PASSAGE SHOWN:
Peter Morris on 30th December, 2011 wrote:

Daniel and Thomas Newman and William Lander were all put on the Duke of Portland (1807).  Allegedly they and 7 others were found guilty of plotting to kill the king, Geo.III.  Their leader was Col. Despard who was sentenced to be hung, drawn and quartered, along with 6 others.  Refer E.P. Thompson’s, The Making of the English Working Class for details of the alleged crime.  Also refer http://www.exclassics.com/newgate/ for more detailed account and all names are included.
My wife descends from Daniel Tyndall (also Tindall and Tindale) via his daughter Susannah.  Daniel worked as a carpenter in Sydney.  His wife Amelia Jane (nee Doyle)came to the colony with their 4 children aboard HMS Kangaroo in 1814.  Two more children were born here.
If you want more detail please advise.

D Wong on 24th April, 2014 wrote:

Daniel and Amelia (known as Jane) were married in 28/11/1792, they had 4 children in England and 2 more after Jane’s arrival in NSW.

1814: TOL
1817: CP

28/1/1827: Daniel died in Castlereagh Street, Sydney.

Jane then married Charles Palmer and she died in 1854.

Helen Saville on 9th November, 2014 wrote:

Daniel Tyndall is buried at Liverpool NSW and his headstone is in the Liverpool Pioneers Memorial Park near St Lukes.  I am descended in my father’s line from his and Amelia Jane’s daughter Mary who married convict Stephen Burcher who arrived on the Surrey in 1814.  Stephen Burcher’s headstone is also at Liverpool and Mary is buried at West Maitland.

Phil Hands on 28th October, 2017 wrote:

Tried and convicted at the Surrey Special Session Gaol Delivery and Oyer and Terminer on 20th January 1803 of High Treason for his part in a plot to kill King George III in 1803 (known as the *Despard Conspiracy*). He was sentenced to be hung, drawn and quartered in February 1803 but he and two other men were given a reprieve - their sentence was commuted to transportation for life.
Left England arround January 1807.
Ship:- the ‘Duke of Portland’ sailed with 189 male convicts on board, there were no reported deaths during the voyage.
Arrived on 27th July 1807.

Daniel was given a Ticket of Leave in March, 1814 and emancipated by Governor Macquarie in 1817.
Daniel died on 28th January 1827 at Sydney age 69.
Jane died on 12th August 1854 at Liverpool, New South Wales age 77.

* The Despard Plot was a failed 1802 conspiracy by British revolutionaries led by Colonel Edward Marcus Despard , a former army officer and colonial official. Evidence presented in court suggested that Despard planned to assassinate the monarch George III and seize key strong points in London such as the Bank of England and Tower of London as a prelude to a wider uprising by the population of the city. The British Government was aware of the plot five months before the scheduled date of attack, however waited to arrest to gain enough evidence. One week before the scheduled attack, Despard and his co-conspirators were arrested at a pub in Lambert on suspicion of plotting an uprising, and at their trial were all found guilty and sentenced to be ‘Hung, Drawn and Quartered’, (it was the last time that anyone received that sentence in England).

DATA RECORDS:
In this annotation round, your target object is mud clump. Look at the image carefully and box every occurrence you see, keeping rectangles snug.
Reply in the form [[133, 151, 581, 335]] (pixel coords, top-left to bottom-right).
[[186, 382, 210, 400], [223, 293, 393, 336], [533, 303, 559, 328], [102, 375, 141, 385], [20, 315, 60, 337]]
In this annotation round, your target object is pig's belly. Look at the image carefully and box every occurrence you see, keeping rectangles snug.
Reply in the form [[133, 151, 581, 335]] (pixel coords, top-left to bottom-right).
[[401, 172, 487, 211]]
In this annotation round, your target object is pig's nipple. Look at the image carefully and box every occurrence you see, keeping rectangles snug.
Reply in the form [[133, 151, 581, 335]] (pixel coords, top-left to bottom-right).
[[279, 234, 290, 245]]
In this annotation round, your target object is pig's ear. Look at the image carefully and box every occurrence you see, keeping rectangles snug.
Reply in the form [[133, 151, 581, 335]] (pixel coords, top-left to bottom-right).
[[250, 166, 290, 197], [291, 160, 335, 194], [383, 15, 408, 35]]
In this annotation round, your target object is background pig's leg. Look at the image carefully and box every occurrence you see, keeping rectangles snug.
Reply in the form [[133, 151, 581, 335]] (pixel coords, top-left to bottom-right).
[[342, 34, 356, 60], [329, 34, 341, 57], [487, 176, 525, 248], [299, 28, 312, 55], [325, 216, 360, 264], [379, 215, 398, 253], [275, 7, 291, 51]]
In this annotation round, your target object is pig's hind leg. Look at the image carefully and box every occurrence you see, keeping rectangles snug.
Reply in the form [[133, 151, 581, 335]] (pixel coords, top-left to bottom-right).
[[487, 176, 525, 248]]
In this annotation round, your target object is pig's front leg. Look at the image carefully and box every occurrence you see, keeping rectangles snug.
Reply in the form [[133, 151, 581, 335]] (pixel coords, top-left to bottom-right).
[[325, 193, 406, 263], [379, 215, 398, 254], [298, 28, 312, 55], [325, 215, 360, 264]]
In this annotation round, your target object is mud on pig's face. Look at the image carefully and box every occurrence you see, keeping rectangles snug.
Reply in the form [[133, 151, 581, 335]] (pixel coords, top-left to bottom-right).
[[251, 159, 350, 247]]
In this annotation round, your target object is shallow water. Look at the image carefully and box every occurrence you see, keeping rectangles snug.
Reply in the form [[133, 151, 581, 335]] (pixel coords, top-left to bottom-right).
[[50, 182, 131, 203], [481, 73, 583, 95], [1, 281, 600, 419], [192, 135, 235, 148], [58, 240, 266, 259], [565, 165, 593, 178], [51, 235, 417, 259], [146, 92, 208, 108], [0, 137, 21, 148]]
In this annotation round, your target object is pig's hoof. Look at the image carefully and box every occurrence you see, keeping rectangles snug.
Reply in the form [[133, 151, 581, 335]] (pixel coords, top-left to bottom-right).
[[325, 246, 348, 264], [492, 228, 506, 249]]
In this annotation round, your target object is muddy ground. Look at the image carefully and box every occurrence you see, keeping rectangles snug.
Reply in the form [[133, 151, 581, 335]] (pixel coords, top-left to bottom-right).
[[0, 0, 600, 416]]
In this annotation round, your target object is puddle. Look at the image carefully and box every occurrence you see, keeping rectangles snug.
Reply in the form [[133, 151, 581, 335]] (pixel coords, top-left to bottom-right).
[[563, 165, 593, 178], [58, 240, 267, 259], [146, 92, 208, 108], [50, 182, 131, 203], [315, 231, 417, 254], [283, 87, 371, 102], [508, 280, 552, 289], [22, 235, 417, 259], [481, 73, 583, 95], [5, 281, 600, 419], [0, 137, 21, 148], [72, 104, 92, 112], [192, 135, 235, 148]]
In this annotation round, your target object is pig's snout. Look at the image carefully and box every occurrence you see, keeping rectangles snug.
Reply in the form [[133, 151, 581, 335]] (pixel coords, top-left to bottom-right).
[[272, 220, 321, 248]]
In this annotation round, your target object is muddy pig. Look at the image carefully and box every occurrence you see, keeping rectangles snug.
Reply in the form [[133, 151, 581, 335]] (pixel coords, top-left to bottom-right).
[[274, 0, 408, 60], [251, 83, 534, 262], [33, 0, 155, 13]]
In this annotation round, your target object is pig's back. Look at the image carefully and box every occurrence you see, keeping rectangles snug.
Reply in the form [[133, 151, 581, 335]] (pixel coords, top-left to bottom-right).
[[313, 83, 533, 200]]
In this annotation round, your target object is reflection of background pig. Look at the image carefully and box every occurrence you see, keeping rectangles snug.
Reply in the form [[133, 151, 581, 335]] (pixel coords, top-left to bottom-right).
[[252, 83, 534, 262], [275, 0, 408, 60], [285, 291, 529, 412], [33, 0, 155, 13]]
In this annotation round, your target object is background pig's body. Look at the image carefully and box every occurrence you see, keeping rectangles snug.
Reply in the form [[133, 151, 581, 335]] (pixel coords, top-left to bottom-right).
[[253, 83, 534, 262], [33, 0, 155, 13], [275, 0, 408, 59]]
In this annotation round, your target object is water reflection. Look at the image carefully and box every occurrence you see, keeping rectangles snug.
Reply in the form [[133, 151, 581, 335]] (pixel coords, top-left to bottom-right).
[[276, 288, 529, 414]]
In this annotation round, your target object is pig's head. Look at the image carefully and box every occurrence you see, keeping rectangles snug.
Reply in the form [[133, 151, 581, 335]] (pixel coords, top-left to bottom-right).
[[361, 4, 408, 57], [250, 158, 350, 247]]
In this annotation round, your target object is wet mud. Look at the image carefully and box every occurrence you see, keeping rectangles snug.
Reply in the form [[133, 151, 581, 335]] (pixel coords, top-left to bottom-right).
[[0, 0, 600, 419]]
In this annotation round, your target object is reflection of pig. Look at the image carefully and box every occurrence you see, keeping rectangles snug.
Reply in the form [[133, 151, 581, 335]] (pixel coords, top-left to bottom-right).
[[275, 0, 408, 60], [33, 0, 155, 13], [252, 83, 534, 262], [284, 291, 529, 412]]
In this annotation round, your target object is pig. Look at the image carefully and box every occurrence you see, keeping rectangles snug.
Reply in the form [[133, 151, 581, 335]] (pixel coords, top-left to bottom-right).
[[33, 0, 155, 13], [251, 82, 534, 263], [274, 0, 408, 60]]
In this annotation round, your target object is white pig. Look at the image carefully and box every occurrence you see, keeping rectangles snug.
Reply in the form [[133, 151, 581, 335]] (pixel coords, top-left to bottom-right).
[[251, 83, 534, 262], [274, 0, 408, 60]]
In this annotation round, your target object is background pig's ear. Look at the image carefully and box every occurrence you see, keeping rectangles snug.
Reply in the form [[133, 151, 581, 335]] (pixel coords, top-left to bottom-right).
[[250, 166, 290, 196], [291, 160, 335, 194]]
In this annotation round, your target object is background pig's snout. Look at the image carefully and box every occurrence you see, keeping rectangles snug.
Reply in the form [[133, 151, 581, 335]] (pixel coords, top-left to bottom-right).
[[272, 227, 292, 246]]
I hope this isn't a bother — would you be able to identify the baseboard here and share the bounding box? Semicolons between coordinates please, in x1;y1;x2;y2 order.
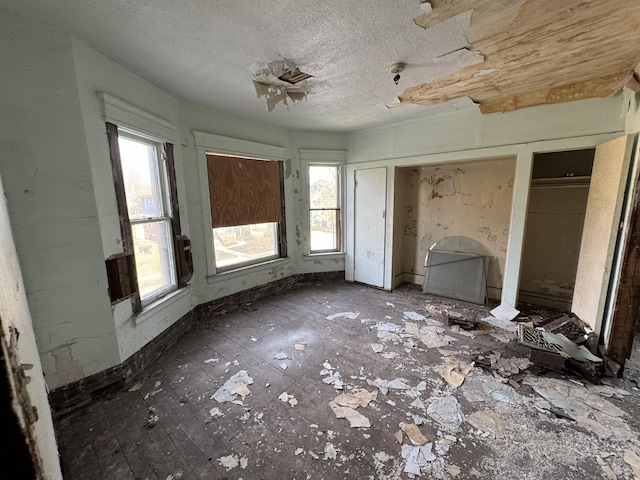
49;270;345;418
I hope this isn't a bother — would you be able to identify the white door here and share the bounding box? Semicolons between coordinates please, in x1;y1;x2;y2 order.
353;168;387;287
571;135;633;333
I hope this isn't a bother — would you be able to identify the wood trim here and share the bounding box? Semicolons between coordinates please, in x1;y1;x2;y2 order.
98;92;176;142
607;138;640;372
107;122;142;314
278;162;287;258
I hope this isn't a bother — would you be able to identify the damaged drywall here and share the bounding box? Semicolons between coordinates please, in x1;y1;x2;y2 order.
400;0;640;113
253;60;313;112
397;158;515;298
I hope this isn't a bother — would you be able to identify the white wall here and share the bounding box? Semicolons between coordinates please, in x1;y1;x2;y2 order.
396;157;515;299
345;95;629;304
0;11;346;390
180;102;346;304
0;166;62;480
72;40;195;363
0;11;119;389
0;6;640;398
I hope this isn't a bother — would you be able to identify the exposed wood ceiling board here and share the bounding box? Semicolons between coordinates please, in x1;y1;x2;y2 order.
480;73;632;113
400;0;640;112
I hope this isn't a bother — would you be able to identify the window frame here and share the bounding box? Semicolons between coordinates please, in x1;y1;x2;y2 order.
300;149;347;257
118;127;180;308
193;131;288;279
305;162;342;255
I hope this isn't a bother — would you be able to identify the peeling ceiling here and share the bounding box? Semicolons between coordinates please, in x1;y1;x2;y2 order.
0;0;640;131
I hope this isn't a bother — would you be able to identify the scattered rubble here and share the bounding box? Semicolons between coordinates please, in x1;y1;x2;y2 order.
278;392;298;407
325;312;360;320
211;370;253;403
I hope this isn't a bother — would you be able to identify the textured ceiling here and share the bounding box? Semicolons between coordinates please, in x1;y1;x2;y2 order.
0;0;640;131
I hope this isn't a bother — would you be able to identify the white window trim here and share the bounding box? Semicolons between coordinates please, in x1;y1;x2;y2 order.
97;92;190;314
193;131;287;277
118;128;180;309
98;92;176;144
300;149;347;258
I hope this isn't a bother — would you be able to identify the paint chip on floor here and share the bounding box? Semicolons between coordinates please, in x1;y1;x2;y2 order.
278;392;298;407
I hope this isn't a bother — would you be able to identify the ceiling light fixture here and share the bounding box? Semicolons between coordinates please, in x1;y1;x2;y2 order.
391;62;406;85
253;60;313;112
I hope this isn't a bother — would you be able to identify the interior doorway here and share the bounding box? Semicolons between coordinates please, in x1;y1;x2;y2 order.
518;148;595;311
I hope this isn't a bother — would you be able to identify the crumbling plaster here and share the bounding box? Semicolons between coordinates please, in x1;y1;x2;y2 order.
0;134;62;480
0;12;119;388
0;5;638;404
400;157;515;299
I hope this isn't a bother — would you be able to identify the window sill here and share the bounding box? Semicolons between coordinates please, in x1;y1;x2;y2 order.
134;285;191;325
302;252;347;262
207;257;289;285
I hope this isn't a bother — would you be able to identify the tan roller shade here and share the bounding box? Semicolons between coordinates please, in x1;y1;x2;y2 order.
207;154;282;228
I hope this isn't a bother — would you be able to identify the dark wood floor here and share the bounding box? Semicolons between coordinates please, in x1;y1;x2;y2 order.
57;283;640;480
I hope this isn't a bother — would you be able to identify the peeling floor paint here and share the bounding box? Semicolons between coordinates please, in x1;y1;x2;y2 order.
53;284;640;480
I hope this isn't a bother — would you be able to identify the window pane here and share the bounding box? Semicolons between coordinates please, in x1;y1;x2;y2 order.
132;220;176;301
118;137;163;220
213;222;278;268
309;210;338;252
309;165;338;208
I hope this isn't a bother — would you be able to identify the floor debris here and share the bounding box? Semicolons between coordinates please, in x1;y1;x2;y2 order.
56;284;640;480
624;450;640;478
466;409;509;439
490;303;520;322
402;443;437;475
209;407;224;418
325;312;360;320
442;362;473;389
127;382;144;392
211;370;253;403
400;423;429;445
324;442;338;460
329;401;371;428
333;389;378;408
427;395;464;433
278;392;298;407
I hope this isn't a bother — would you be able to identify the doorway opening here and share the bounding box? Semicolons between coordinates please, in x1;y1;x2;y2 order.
518;148;595;311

TASKS FOR THIS EXERCISE:
**a)** Answer these questions from the comments about Daniel Tyndall, one line each:
(i) On which ship did Amelia Jane come to the colony with their four children?
(ii) Whom did Jane marry after Daniel's death?
(iii) How many male convicts sailed on the Duke of Portland?
**b)** Recast the paragraph of the comments about Daniel Tyndall that begins "The Despard Plot was a failed 1802 conspiracy" as a short list of its main facts.
**c)** Carry the comments about Daniel Tyndall forward with the next part, starting after the paragraph on the Despard Plot.

THE RESPONSES:
**a)**
(i) HMS Kangaroo, in 1814.
(ii) Charles Palmer.
(iii) 189.

**b)**
- The Despard Plot was a failed 1802 conspiracy by British revolutionaries led by Colonel Edward Marcus Despard, a former army officer and colonial official.
- Court evidence suggested he planned to assassinate George III and seize key London strong points, such as the Bank of England and the Tower of London, as a prelude to a wider uprising.
- The government knew of the plot five months ahead but delayed arrests to gather enough evidence.
- One week before the scheduled attack, Despard and his co-conspirators were arrested at a pub in Lambert.
- All were found guilty and sentenced to be hung, drawn and quartered, the last time anyone in England received that sentence.

**c)**
Prior to execution the sentence was commuted to simple hanging and beheading, amid fears that the draconian punishment might spark public dissent. Despard was executed on the roof of the gatehouse at Horsemonger Lane Gaol, in front of a crowd of at least 20,000 spectators, on 21st February 1803. This was the largest public gathering until the funeral of Lord Nelson following the Battle of Trafalgar. After the hanging Colonel Despard was first cut down, his body placed upon sawdust, and his head upon a block; after his coat and waistcoat had been taken off, his head was severed from his body, by persons engaged on purpose to perform that ceremony. The executioner then took the head by the hair and, carrying it to the edge of the parapet on the right hand, held it up to the view of the populace, and exclaimed: “This is the head of a traitor, Edward Marcus Despard.” The same ceremony was performed on the parapet at the left hand.

Hull packet Tuesday 25th January 1803 p 3
The Special Commission issued for the trial of the persons concerned in the Oakley-street meeting, was opened at the New Sessions House in Southwark, yesterday morning.
After hearing one of the most able, impartial, and humane charges, ever delivered by a Judge on such an occasion, from Lord Chief Justice Ellenborugh, the Grand Jury retired, and at a quarter past eight o’clock in the evening returned a true bill against thirteen of the persons named in the indictment, viz.:
Edward Marcus Despard, William Lander, Arthur Graham, Thomas Broughton, Thomas Phillips, Daniel Tindall, John Doyle, George Sedgwick Wratton; John Wood; John Francis, Thomas Newman, Samuel Smith; and J. McNamara. - Charles Pendrill was left in Newgate; Winterbottom, no bill found; and John Conolly was admitted in evidence.
The prisoners were then remanded; and after a consultation of the Officers of the Crown, as when the copy of the bill of indictment, lists of, witnesses and jurors could be served upon them, the Court adjourned to Saturday the 5th day of February, then to proceed to the arraignment, when it was understood they would adjourn until the following Monday (February 7th) to proceed to the trial of the prisoners.

Convict Changes History

Peter Morris on 30th December, 2011 made the following changes:

gender m

D Wong on 24th April, 2014 made the following changes:

alias1: Tindall, alias2: Tindale, date of birth: 1758 (prev. 0000), date of death: 28th January, 1827 (prev. 0000)

Phil Hands on 28th October, 2017 made the following changes:

surname: Tindall (prev. Tyndall)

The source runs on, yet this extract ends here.